Task A: Retype the passage of the lymphedema blog posts that starts with "Lymphedema part 2" and ends with "phone her again.".
Task B: In the lymphedema blog posts, what stage of lymphedema does Clive have?
Task C: Continue the blog posts about Clive's lymphedema from the point where they stop.

In the next few posts, as I follow the anniversaries of those fateful few initial days, I’ll recount how it all came about.

In the wars

August 11, 2012 10 comments

The bright red infected area of Clive’s thigh

We certainly are in the wars as a family. Following on from Kepler’s eye, Clive has a lymphedema infection.

He has stage 5 lymphedema (the severest) and almost anything – an insect bite, a knock, a sore – can spark off an infection. In this case it’s his thigh that’s affected.

The local infection is accompanied by a high fever – 40 degrees Celsius last night although it’s been up to 41 degrees in the past.

He’s taken antibiotics and paracetamol and just has to sit it out. There isn’t the infrastructure here to help any further.

Thank God for the Olympics. It’s the perfect thing for him to sit in front of right now.

Lymphedema Book

March 15, 2012 Leave a comment

From the Lymphedema Clinic where he is now, Clive has just written a short book about lymphedema, and what it’s like to suffer from it. It ain’t fun; I can vouch for that.

He’s published it as a Kindle book on Amazon.

The cover shows his jeans-clad leg when he was 21, contrasted with his leg as it is now.

Lymphedema - Living with the disease

The lymphedema treatment gets under way

March 2, 2012 2 comments

Clive has sent me a photo of his room, taken by the video camera on his laptop.

Clive's room in the Lymphedema Clinic

It is small, and a bit gloomy, but not as bad as it looks. Its great saving grace is its balcony, accessed by a full height glass door.

Another good thing about it is that he can store his Tyros II keyboard upright in one of the two wardrobes: it could have been purpose made for it.

He’s settling in and making friends. Unfortunately the timetabling is a bit haphazard: he has to be 2 places at once from 11:00 to 11:30, and somewhere else again at 11:15 … But they do seem to take treatment seriously, which is of course the main thing.

Lymphedema part 2

January 17, 2012 1 comment

Continuing our quest for treatment for Clive’s severe lymphedema problem, I spoke to the horse’s mouth of the E112 rejection – a Professor in Perugia Hospital.

This professor promised to speak to the female doctor in Terni whom he had recommended. He phoned us back and reported that she would do her best to bring forward the appointment from the end of April. We should phone her again.

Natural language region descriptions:
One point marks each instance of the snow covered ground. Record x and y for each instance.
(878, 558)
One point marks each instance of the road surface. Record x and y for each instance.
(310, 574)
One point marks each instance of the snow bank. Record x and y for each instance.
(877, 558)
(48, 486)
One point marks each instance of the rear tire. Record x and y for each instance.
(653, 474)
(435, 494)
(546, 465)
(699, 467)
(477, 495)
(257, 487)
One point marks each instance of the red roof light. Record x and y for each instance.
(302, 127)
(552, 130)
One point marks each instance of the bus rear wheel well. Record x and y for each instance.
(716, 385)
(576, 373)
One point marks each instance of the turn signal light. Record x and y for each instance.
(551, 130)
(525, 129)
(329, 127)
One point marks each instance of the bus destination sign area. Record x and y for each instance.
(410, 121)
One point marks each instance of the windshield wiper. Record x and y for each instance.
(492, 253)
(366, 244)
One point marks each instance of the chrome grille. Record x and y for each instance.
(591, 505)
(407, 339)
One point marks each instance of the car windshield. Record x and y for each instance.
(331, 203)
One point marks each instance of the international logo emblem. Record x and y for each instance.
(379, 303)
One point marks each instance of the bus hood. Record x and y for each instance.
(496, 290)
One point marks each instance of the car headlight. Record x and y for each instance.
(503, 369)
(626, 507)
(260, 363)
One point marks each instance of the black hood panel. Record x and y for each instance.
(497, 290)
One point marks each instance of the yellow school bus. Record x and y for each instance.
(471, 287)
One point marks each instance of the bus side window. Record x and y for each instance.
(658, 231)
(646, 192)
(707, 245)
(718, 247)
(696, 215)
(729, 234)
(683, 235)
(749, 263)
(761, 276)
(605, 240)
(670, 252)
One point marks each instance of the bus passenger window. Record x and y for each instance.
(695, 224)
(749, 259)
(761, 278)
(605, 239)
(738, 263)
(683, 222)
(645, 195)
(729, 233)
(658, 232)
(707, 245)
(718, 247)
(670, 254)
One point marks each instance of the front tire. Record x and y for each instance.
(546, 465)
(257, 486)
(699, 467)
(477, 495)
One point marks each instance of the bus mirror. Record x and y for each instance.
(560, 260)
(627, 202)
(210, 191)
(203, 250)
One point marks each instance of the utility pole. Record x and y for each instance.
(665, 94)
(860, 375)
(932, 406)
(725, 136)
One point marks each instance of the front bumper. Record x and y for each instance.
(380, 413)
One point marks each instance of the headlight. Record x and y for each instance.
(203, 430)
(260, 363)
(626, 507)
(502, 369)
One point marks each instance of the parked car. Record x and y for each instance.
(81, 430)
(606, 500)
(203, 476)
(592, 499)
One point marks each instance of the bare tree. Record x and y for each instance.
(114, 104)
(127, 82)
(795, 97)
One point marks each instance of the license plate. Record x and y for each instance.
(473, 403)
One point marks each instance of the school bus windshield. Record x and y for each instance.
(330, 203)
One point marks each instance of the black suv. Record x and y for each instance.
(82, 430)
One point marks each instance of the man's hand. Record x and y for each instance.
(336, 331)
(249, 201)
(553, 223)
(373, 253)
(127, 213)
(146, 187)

---

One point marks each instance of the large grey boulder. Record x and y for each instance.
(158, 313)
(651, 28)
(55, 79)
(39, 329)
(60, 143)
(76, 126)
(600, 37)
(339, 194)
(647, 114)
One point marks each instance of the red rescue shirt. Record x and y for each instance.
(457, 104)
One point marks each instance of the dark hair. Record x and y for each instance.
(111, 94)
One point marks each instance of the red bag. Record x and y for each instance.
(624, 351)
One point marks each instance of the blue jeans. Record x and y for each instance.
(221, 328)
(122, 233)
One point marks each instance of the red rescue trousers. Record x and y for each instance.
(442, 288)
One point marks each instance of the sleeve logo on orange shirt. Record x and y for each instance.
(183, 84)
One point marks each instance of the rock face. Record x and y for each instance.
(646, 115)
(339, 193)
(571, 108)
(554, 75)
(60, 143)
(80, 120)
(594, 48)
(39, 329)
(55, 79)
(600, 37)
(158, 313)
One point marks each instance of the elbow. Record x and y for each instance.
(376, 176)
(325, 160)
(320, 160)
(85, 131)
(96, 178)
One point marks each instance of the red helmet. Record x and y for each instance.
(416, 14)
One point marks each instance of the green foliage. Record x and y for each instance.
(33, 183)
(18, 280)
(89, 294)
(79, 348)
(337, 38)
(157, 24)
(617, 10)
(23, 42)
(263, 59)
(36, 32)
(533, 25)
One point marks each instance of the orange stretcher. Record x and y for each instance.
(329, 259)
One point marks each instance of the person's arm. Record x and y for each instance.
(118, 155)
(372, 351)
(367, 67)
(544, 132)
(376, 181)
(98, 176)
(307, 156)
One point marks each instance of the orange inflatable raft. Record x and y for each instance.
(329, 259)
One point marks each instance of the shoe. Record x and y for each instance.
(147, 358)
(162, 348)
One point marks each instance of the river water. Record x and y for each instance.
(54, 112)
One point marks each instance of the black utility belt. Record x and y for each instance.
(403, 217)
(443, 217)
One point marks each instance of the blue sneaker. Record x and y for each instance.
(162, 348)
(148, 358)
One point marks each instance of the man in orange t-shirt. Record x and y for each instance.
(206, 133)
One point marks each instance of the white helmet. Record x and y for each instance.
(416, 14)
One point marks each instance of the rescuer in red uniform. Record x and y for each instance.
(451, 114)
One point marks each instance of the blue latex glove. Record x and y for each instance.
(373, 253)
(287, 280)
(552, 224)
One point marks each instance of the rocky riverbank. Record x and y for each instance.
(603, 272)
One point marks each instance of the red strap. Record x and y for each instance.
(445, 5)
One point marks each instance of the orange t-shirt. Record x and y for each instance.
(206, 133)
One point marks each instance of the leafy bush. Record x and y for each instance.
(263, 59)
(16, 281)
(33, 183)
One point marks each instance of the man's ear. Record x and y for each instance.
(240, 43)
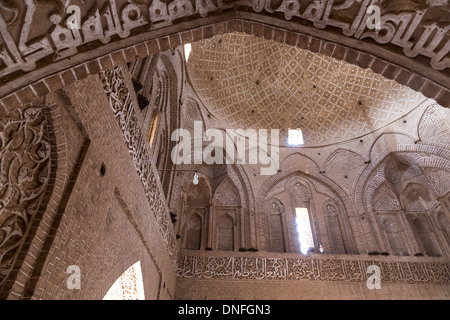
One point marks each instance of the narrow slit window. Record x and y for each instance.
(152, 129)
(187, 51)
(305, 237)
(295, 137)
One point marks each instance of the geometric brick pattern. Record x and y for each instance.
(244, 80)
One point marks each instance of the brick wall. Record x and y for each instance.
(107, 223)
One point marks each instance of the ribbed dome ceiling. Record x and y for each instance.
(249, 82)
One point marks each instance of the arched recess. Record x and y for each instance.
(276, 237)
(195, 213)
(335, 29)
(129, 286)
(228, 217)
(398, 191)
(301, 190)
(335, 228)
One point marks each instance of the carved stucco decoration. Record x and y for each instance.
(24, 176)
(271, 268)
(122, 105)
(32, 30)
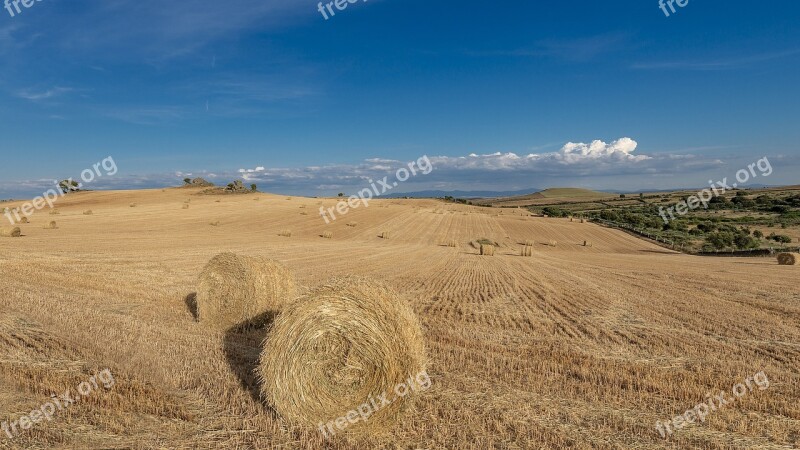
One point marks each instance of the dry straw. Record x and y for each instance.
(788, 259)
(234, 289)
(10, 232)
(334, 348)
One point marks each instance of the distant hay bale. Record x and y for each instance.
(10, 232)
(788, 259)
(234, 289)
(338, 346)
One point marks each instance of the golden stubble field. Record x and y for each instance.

* * *

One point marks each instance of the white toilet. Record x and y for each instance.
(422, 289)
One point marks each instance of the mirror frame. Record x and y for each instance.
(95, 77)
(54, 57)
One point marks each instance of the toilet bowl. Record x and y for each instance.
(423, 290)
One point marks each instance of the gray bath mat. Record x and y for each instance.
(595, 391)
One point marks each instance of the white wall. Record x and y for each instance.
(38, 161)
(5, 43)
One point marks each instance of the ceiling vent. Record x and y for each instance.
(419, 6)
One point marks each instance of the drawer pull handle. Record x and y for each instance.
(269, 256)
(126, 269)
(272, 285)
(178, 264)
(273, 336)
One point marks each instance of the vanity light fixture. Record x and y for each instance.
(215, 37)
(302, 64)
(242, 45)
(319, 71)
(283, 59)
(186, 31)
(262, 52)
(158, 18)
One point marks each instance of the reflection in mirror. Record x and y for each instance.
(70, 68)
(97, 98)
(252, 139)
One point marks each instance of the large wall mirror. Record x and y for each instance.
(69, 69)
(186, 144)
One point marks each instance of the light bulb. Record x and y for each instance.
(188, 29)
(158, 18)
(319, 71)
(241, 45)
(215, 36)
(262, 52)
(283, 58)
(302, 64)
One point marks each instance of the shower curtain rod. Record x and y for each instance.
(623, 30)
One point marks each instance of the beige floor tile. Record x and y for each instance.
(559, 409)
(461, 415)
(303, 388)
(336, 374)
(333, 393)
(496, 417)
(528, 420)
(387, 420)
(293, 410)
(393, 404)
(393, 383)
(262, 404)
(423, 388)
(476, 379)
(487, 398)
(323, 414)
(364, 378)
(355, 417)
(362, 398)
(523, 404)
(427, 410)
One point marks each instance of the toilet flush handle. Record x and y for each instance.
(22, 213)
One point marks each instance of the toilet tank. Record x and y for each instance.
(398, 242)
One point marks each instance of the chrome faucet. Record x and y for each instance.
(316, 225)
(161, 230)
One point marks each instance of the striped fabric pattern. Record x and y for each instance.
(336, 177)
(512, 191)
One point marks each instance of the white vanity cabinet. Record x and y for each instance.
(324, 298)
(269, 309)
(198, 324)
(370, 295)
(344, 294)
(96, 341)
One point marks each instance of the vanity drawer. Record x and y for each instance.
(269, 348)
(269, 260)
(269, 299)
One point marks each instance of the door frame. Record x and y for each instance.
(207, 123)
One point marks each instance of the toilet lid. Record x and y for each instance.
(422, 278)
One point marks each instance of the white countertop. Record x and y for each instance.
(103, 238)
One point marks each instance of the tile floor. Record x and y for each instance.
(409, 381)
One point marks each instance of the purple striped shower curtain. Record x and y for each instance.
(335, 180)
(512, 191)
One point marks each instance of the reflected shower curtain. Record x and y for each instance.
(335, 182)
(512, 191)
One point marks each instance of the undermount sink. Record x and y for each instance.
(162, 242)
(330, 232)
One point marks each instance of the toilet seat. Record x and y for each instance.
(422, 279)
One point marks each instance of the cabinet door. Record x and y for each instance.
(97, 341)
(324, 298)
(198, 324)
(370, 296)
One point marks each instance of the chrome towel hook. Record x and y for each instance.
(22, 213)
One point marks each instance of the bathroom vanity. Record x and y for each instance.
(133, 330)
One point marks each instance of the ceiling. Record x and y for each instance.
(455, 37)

Task result A:
Lymphedema part 2

January 17, 2012 1 comment

Continuing our quest for treatment for Clive’s severe lymphedema problem, I spoke to the horse’s mouth of the E112 rejection – a Professor in Perugia Hospital.

This professor promised to speak to the female doctor in Terni whom he had recommended. He phoned us back and reported that she would do her best to bring forward the appointment from the end of April. We should phone her again.

Task result B: Stage 5, the severest.

Task result C:
I finally got hold of the female doctor. I gave her some more details about Clive and she decided that it would not be right to ‘make him come and go’ as an outpatient.

She referred me to her esteemed colleague in Rome who has some beds at his disposal.

I eventually reached this doctor today. He will examine Clive as an outpatient initially. We should make an appointment – he gave me a phone number – to see him in a few days’ time.

I phoned the number he’d given me. An outgoing message announced there would be a wait of approximately 16 minutes. Meantime the speaking never ceased. An Italian, an English and a French voice took it in turns to tell me they were trying to deal with my call, and every time round there was a noise as if I was going through so that I was continually leaping for the microphone. (I made the call via Skype; I would have gone insane if this had been on the mobile.)

Clive's lower leg

Finally a woman answered.

Name? Is that a surname? Can you spell it? (The initial letters of Italian cities are used for spelling out words.) First name? Is that a first name? Can you spell it? Date of birth? Place of birth? Fiscal code? That can’t be right. There are more names. Why didn’t you tell me there were more names??!! We’ll have to start all over again. Second first-name? Can you spell it? Third first-name? Can you spell it? Date of birth? Place of birth? Fiscal code?

There were 2 or 3 repetitions to check the whole fiscal code, and some confusion as to whether I was the wife or the husband, or whether I was phoning on behalf of my wife or my husband (she got quite ratty at this point although my voice is clearly female).

At long last the offer of a date  – a month hence. We had to put it off a week more because the timing on the earlier day would have meant we got back from Rome well into the night.

The photo, which is of a ruptured lymphedema ulcer on the back of Clive’s lower leg, shows that time is not on our side.